• Objective:
Go through the data below and copy it exactly, skipping every picture.

[BEGIN Raw records]

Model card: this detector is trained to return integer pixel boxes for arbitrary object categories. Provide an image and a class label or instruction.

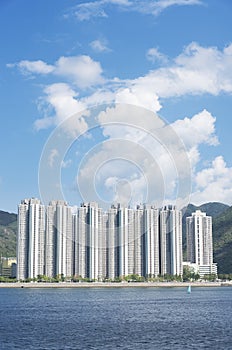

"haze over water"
[0,287,232,350]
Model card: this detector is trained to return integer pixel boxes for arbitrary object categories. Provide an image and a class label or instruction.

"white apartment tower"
[160,205,183,275]
[17,198,45,280]
[143,205,159,277]
[45,200,73,277]
[186,210,213,266]
[73,202,106,280]
[17,198,185,281]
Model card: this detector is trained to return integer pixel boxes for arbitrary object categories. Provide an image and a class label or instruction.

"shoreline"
[0,281,232,288]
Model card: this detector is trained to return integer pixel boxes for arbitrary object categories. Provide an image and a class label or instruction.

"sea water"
[0,287,232,350]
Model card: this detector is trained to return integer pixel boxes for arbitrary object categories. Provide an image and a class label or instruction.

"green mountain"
[0,202,232,274]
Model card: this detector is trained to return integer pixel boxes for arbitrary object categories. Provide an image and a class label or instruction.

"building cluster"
[184,210,217,277]
[17,198,183,280]
[17,198,216,281]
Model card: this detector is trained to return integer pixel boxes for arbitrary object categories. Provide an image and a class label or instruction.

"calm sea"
[0,287,232,350]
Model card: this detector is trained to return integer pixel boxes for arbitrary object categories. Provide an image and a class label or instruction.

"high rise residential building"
[143,205,160,277]
[73,202,106,280]
[44,200,73,277]
[17,198,45,280]
[186,210,213,266]
[160,205,183,275]
[106,205,118,280]
[17,199,182,280]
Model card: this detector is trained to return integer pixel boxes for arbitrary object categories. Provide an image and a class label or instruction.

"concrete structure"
[186,210,217,277]
[44,201,73,277]
[160,205,183,275]
[0,257,17,278]
[17,199,183,281]
[17,198,45,280]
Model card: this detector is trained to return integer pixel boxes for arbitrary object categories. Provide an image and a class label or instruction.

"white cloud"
[140,0,203,16]
[35,83,87,132]
[7,60,54,74]
[128,43,232,98]
[48,148,59,168]
[172,109,219,149]
[7,55,104,89]
[146,47,168,63]
[191,156,232,205]
[70,0,203,21]
[89,39,111,52]
[61,159,72,169]
[54,55,104,88]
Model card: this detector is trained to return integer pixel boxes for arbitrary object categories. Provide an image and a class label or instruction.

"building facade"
[17,198,45,280]
[17,199,183,280]
[186,210,217,277]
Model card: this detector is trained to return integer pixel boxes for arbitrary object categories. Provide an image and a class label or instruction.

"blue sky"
[0,0,232,212]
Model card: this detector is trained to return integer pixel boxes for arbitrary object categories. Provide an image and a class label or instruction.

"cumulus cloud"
[172,109,219,149]
[48,148,59,168]
[69,0,203,21]
[54,55,104,88]
[191,156,232,205]
[7,55,104,89]
[146,47,168,63]
[89,39,111,52]
[35,83,87,132]
[7,60,54,74]
[9,43,232,131]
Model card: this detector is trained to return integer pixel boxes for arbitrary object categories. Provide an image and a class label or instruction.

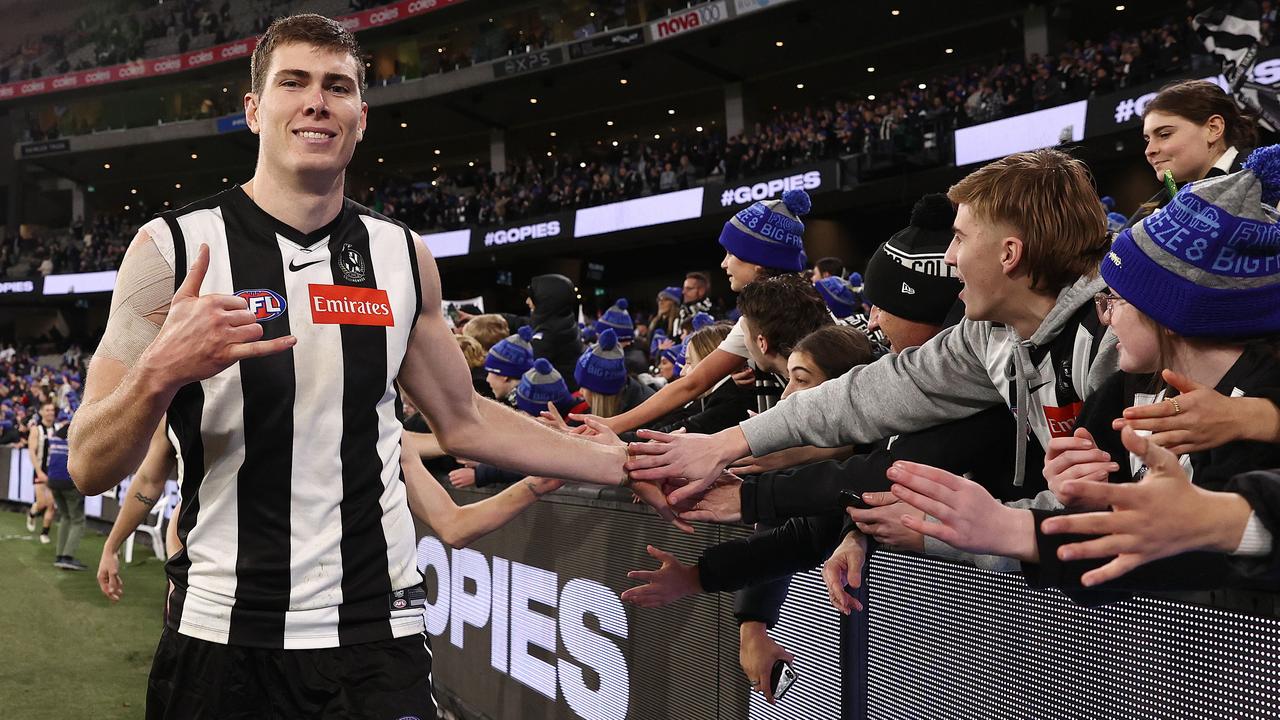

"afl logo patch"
[338,242,365,283]
[236,288,288,323]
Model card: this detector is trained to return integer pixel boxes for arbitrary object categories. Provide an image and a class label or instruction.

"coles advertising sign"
[649,0,728,40]
[0,0,461,100]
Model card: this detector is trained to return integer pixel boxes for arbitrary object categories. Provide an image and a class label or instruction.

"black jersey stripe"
[164,208,205,630]
[223,197,297,647]
[329,213,391,644]
[404,228,422,329]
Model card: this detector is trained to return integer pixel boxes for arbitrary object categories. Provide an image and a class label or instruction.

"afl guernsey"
[143,187,425,650]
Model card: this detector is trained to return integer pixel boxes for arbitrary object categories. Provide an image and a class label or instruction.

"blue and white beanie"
[658,286,685,305]
[573,329,627,395]
[1102,145,1280,338]
[516,357,570,418]
[595,297,636,341]
[814,275,863,319]
[719,188,812,273]
[484,325,534,378]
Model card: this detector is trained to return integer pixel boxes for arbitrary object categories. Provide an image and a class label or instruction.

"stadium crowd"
[373,74,1280,701]
[357,3,1274,229]
[0,8,1264,702]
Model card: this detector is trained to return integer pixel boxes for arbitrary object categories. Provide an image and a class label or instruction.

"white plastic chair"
[124,496,169,565]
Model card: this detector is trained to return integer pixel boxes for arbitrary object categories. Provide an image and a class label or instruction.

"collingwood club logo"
[338,242,365,283]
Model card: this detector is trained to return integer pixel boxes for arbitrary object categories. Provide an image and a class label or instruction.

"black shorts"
[146,628,435,720]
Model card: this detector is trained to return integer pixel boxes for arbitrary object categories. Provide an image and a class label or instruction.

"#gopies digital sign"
[417,536,631,720]
[417,488,841,720]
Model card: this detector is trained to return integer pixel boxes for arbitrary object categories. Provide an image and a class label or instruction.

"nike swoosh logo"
[289,260,324,273]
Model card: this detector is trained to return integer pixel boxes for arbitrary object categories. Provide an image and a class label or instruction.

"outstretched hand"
[822,532,867,615]
[845,492,924,552]
[622,544,703,607]
[1112,370,1254,455]
[680,470,742,523]
[887,461,1037,561]
[626,430,724,505]
[1044,428,1120,510]
[140,245,297,387]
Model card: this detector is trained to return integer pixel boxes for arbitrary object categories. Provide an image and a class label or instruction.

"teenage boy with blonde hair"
[628,150,1116,502]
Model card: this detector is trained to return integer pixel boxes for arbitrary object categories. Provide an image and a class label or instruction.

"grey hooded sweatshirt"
[740,271,1119,484]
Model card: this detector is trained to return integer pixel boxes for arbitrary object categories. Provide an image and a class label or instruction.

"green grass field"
[0,510,165,720]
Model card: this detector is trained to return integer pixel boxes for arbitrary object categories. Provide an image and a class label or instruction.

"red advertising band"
[0,0,462,101]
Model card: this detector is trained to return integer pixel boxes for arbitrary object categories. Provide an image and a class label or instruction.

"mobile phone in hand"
[769,660,796,701]
[840,489,872,510]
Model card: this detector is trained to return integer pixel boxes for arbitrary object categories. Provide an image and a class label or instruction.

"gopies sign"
[703,161,838,215]
[417,536,631,720]
[471,213,573,252]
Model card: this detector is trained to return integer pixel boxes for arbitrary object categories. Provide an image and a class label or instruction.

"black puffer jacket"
[529,274,585,389]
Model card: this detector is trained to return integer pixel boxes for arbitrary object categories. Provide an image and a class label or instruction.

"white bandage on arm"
[97,231,174,368]
[1231,512,1271,557]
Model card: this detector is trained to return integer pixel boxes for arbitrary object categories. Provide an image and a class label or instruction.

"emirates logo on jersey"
[307,284,396,328]
[236,288,288,323]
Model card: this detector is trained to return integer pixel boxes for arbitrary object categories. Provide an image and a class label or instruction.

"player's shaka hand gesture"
[141,245,297,387]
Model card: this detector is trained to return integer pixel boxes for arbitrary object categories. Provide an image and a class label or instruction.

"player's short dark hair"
[737,273,835,355]
[248,13,367,95]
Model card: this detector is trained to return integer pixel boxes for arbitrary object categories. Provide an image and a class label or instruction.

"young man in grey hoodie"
[628,150,1116,502]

[END Raw records]

• Finished exercise:
Model card: this detector is trained to return integer pixel boxes for arbitrary object categories. Provide an image and a class label or instruction.


"haze over water"
[0,287,232,350]
Model card: this detector is trained to return integer pixel boxes for arbitrary object categories. Provide an image and a class label or instruction.

"white apartment tower"
[160,205,183,275]
[17,198,45,280]
[143,205,159,277]
[45,200,73,277]
[186,210,213,266]
[73,202,106,280]
[17,198,185,281]
Model card: this detector is trained to return integer pixel boxes for arbitrary object categories. Provide an image and a class label or instruction.

"shoreline"
[0,281,232,288]
Model card: this detector is trained to return integer pixel boxes for arbitrary object categories. Provide an image and a class label or instruction.

"sea water"
[0,287,232,350]
Model card: this detector is trained to return integer pixel boxes for arbitrary object categories. Provide an image and a class label or instruction.

"green mountain"
[0,202,232,274]
Model card: this detector is trained to return integer pixel boxes for arbitrary object categories. Provide an image and a class label or instruction.

"building cluster"
[184,210,217,277]
[17,198,183,280]
[17,198,216,281]
Model card: this detector is trained to return integer pixel boxes for arbitrary object categories. Provide an image and a class label or instruction.

"calm sea"
[0,287,232,350]
Model card: this detector is trained to return integer pixel boxes for arbitrary object categories. Provide an image and a class label or instruction.

"high rise residential building"
[143,205,160,277]
[73,202,106,280]
[44,200,73,277]
[17,198,45,280]
[186,210,213,266]
[160,205,183,275]
[106,205,118,280]
[17,199,182,280]
Model card: this detector is trained to return integer pixel boxes for arbitrary object categories. Provide an image and a class label or instruction.

"concrete structure"
[186,210,217,277]
[44,201,73,277]
[160,205,183,275]
[0,257,17,278]
[17,199,183,281]
[17,198,45,280]
Model card: this detector is trained to return integer pixel boxes for arbitrary object categories. Provide an image and a class label or instruction.

"white cloud"
[140,0,203,16]
[35,83,87,132]
[7,60,54,74]
[128,43,232,98]
[48,148,59,168]
[172,109,219,149]
[7,55,104,89]
[146,47,168,63]
[191,156,232,205]
[70,0,203,21]
[89,39,111,52]
[61,159,72,169]
[54,55,104,88]
Model card: this detector is trained to return integer pixel boxes for arbitrary object categories. Provide an image and a class label or instruction.

"building facade"
[17,198,45,280]
[17,199,183,280]
[186,210,217,277]
Model card: this detector is trained to return integer pixel boxes for arbitrary object categories. Provide an image and a class label or instruction.

"blue sky"
[0,0,232,212]
Model card: this detector is trained to return integer pixel boxes for arbitrary object categories. Provide an image and a class label or instruction.

"cumulus cloud"
[172,109,219,149]
[48,148,59,168]
[69,0,203,21]
[54,55,104,88]
[191,156,232,205]
[7,55,104,89]
[146,47,168,63]
[89,39,111,52]
[35,83,87,132]
[7,60,54,74]
[9,43,232,131]
Model card: this detector is trained to return integer pixel boxes for arbitrary object categories. Provide an image and a class label or instruction.


"afl logo patch"
[338,242,365,283]
[236,288,288,323]
Model card: this detector is trained to return integer pixel boxes for arbitrary object categories. Provide an image and a class label or instruction.

"coles advertising sign"
[649,0,728,40]
[0,0,461,100]
Model card: this detector is trained to return integer pixel boxes for arbitrary object categories. Provide an image and a class label or instruction.

"black jersey stripe"
[164,208,205,630]
[223,197,297,647]
[329,213,391,644]
[404,228,422,329]
Model card: this detector is trained to return integer pixel boxes for arbitrary object categories. Provide an image and a class label or instruction.

"afl guernsey"
[143,187,425,650]
Model card: this detector is trained to return integer pixel boxes for arbitrary object categories. Provide an image and a class label or instruction.

"blue and white beanie"
[658,286,685,305]
[573,329,627,395]
[1102,145,1280,338]
[516,357,570,418]
[595,297,636,341]
[814,275,863,319]
[719,188,812,273]
[484,325,534,378]
Model card: this detector is trained to return integer pixel boxes for arbitrary object categories. Provide an image and a class label or instruction.

"stadium crowd"
[373,74,1280,701]
[357,3,1274,229]
[0,8,1264,702]
Model card: this detector is trained to return integer pixel boxes for arbitrary object categories. Provide an image and a class label or instruction.

"white plastic chair"
[124,496,169,565]
Model card: this detector is trained to return integer pixel boxes for arbitrary object categories. Provide an image and a class label or instruction.

"collingwood club logo"
[338,242,365,283]
Model card: this detector is trained to return integer pixel boxes for arbitrary object categories. Provide an image and a class label or instruction.

"black shorts"
[146,628,435,720]
Model card: this detector is trained to return integer pixel boxes for arbitrary object categories. Provide an image and a class label or instruction.

"#gopies digital sign"
[417,536,631,720]
[417,488,841,720]
Model card: this detector is trained to return integer pixel boxes for arbitrary object categories. Provide an image and a class label or instruction.

"nike swoosh logo"
[289,260,324,273]
Model card: this detector is trained to return integer pixel boxes for arbitrary object categories. Provide an image and a class label or instruction.

"outstretched hand"
[822,532,867,615]
[845,492,924,552]
[622,544,703,607]
[1112,370,1254,455]
[680,470,742,523]
[887,461,1037,561]
[626,430,724,505]
[1044,428,1120,510]
[140,245,297,387]
Model card: this detector is trained to return integer pixel boxes for arbitrary object categories. Provide an image and a class label or instruction.

"teenage boy with blonde hair"
[628,150,1116,502]
Model card: this detector is trained to return integer pixel boxes for arbitrary object categories. Provide an image and a class label or instruction.

"grey hooded sweatshirt"
[740,271,1119,484]
Model card: this detector is trained to return integer pixel boxes for arbitrary object categories. Provide an image and a class label or instruction.

"green grass field"
[0,510,165,720]
Model card: this detector is trained to return integer pixel boxes for arbitrary object categories. Provide an image and a class label or instruction.

"red advertising band"
[0,0,462,101]
Model card: this detector is trained to return integer pixel boxes for arbitrary object categories. Provide an image and a class label or instruction.

"mobile phone in hand"
[769,660,796,701]
[840,489,872,510]
Model card: this detector is trained to return integer pixel boxes for arbitrary object categories. Provide an image and a class label or instruction.

"gopies sign"
[703,161,838,215]
[417,536,631,720]
[471,213,573,252]
Model card: this detector is trained to return integer pixel boxes for arbitrary object categories. Provide an image and a class label or instruction.

"black puffer jacket"
[529,274,585,389]
Model card: this detector is trained to return integer pixel boxes for arbitrary object categories. Provide an image and a class label or instruction.

"white bandage on arm"
[97,231,174,368]
[1231,512,1271,557]
Model card: this detector is trained to return integer pixel boxes for arbitrary object categories. Provide an image and a class label or instruction.

"emirates logo on jersey"
[307,284,396,328]
[236,288,288,323]
Model card: this detector is trained to return integer pixel boxes for arbitrary object categories. Provide an image and a class label or instruction.

"player's shaka hand gesture"
[141,245,297,387]
Model card: this detector is trained to return integer pixel boxes for arbitrary object categories. Provide an image and a class label or instruction.

"player's short dark hair"
[737,273,835,355]
[248,13,367,95]
Model card: this detector is trained to return integer pixel boxes for arbitrary object categories. Provide an image and a class label or instruction.

"young man in grey hoodie"
[628,150,1116,502]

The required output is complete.